#### [给定要求]
把下面的数据一字不改地抄写一遍，图片不要放进答案里。

----- 所给数据

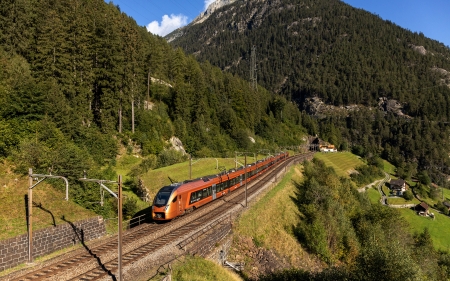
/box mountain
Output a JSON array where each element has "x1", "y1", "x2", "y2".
[
  {"x1": 0, "y1": 0, "x2": 311, "y2": 217},
  {"x1": 166, "y1": 0, "x2": 450, "y2": 182}
]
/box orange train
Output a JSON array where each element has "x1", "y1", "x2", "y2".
[{"x1": 152, "y1": 152, "x2": 289, "y2": 221}]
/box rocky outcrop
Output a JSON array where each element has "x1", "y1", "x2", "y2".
[
  {"x1": 169, "y1": 137, "x2": 186, "y2": 155},
  {"x1": 192, "y1": 0, "x2": 236, "y2": 24}
]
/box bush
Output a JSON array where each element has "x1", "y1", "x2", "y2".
[
  {"x1": 157, "y1": 149, "x2": 187, "y2": 168},
  {"x1": 436, "y1": 201, "x2": 449, "y2": 215},
  {"x1": 122, "y1": 198, "x2": 137, "y2": 220},
  {"x1": 403, "y1": 189, "x2": 414, "y2": 201}
]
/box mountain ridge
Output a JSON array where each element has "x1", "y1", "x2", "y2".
[{"x1": 171, "y1": 0, "x2": 450, "y2": 179}]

----------

#### [完成练习]
/box mountain
Output a JSON array where each element has "x1", "y1", "x2", "y2".
[
  {"x1": 0, "y1": 0, "x2": 311, "y2": 217},
  {"x1": 166, "y1": 0, "x2": 450, "y2": 182}
]
/box orange train
Output a JSON array where each element has "x1", "y1", "x2", "y2".
[{"x1": 152, "y1": 152, "x2": 289, "y2": 221}]
/box rocky outcrop
Output a JSON array where each element has "x1", "y1", "x2", "y2".
[
  {"x1": 169, "y1": 137, "x2": 186, "y2": 155},
  {"x1": 192, "y1": 0, "x2": 236, "y2": 24}
]
/box bush
Output a JSON array where each element has "x1", "y1", "x2", "y2".
[
  {"x1": 157, "y1": 149, "x2": 187, "y2": 168},
  {"x1": 436, "y1": 201, "x2": 449, "y2": 215},
  {"x1": 122, "y1": 198, "x2": 137, "y2": 220},
  {"x1": 403, "y1": 189, "x2": 414, "y2": 201}
]
/box mountain ridge
Output a JSON array where each element has "x1", "y1", "x2", "y2".
[{"x1": 171, "y1": 0, "x2": 450, "y2": 179}]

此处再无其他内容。